Collection entries:
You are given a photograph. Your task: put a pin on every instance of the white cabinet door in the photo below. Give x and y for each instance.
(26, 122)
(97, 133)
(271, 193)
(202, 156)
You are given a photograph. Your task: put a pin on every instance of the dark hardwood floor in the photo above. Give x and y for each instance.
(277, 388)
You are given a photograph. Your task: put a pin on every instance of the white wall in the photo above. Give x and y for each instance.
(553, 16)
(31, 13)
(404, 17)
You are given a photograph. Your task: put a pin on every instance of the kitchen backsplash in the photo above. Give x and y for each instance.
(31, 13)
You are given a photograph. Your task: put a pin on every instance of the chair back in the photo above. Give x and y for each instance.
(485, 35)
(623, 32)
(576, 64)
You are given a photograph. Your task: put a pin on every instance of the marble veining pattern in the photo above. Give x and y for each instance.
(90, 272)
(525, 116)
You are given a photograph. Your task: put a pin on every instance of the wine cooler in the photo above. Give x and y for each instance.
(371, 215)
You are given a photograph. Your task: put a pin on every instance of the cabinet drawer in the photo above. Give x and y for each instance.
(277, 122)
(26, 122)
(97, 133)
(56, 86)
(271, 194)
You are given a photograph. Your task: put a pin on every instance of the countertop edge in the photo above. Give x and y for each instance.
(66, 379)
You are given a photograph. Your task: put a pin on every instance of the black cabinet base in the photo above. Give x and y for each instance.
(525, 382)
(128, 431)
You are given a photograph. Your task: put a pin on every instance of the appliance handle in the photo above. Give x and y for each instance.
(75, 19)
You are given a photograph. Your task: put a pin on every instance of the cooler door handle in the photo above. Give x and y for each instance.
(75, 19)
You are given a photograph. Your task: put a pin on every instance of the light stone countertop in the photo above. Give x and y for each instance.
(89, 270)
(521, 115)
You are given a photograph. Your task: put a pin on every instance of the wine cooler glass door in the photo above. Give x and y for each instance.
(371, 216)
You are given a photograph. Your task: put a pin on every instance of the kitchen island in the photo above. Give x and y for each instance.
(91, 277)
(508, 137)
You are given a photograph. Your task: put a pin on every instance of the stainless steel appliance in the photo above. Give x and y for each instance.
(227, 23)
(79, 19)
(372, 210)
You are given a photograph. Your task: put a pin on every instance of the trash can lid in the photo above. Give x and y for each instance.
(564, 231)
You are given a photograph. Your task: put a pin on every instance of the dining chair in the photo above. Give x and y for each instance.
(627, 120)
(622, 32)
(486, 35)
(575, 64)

REQUEST —
Convert the items above into a JSON list of strings with one string for each line. Omit blank lines.

RESPONSE FOR THIS EXERCISE —
[
  "You are given a photograph. Your task: put a pin on every instance of the white cabinet door in the photo below. Give x and y for each instance.",
  "(26, 122)",
  "(97, 133)",
  "(271, 193)",
  "(202, 156)",
  "You are given a photograph. Your task: put a pin on every instance of the dark hardwood floor in the photo above. Give x and y for each instance.",
  "(277, 388)",
  "You are given a photograph. Your task: put a pin on every instance of the white wall in the photo above. Give x and y for each instance.",
  "(553, 16)",
  "(31, 13)",
  "(404, 17)",
  "You are given a photograph. Your task: put a pin on every instance of the kitchen backsplash in the photo above. Give x and y for each instance.",
  "(31, 13)",
  "You are given a photograph. Your task: put a pin on every instance of the chair back in the photo above. Give x and y for each instance.",
  "(485, 35)",
  "(623, 32)",
  "(576, 64)",
  "You are given a photograph. Your task: put a pin on every instance of the marble veining pattern in the photo above. Give x and y for each instance.",
  "(90, 272)",
  "(525, 116)",
  "You are given a photograph. Your task: put a pin on every instance of the wine cooler in the photo above. Give x and y for each instance.",
  "(371, 215)",
  "You are given a photograph. Your task: put a pin on every instance of the cabinet drawer in the photo above. Give x and y for each instance.",
  "(277, 122)",
  "(26, 122)",
  "(97, 133)",
  "(56, 86)",
  "(271, 194)",
  "You are given a photograph. Your task: put a pin on every instance of the countertop edge in the photo above. Give x and y for each instance.",
  "(66, 379)",
  "You are given a photograph. Your task: put a pin on every instance of the black cabinet base in the photo above. Give x and y for each instance.",
  "(525, 382)",
  "(128, 431)",
  "You are given a photograph. Your task: put a pin on every instance of the appliance handle in the photo above. Give x and y for each instance.",
  "(75, 19)",
  "You are given a photograph. Your task: put a pin on every instance of the cooler door handle in the photo above. Give x and y for each instance.",
  "(75, 19)",
  "You are given a photograph. Your task: put a pin on every instance of the light stone countertop in the photo above. Give x and y for each instance.",
  "(89, 270)",
  "(521, 115)",
  "You are given a photograph. Your task: put a pin on every instance of the wine cooler glass door in the photo above. Give x and y for each instance.",
  "(371, 216)",
  "You are given a photograph. Your task: put a pin on every instance of the kitchen island in the photo above. Give x and y for each instance.",
  "(91, 277)",
  "(508, 137)",
  "You are given a photograph. Your task: put a pin on every instance of the stainless steel appliance in the photo above. Give x and y for each instance.",
  "(227, 23)",
  "(79, 19)",
  "(372, 210)",
  "You are given a photograph. Your task: put a pin on every instance of the trash can lid in the photo above. Give x and y for each instance.",
  "(564, 231)",
  "You are given a photograph. Your task: put a pin on every instance of the dining chair in the photo above. Give x and y for each instance.",
  "(627, 120)",
  "(622, 32)",
  "(486, 35)",
  "(575, 64)"
]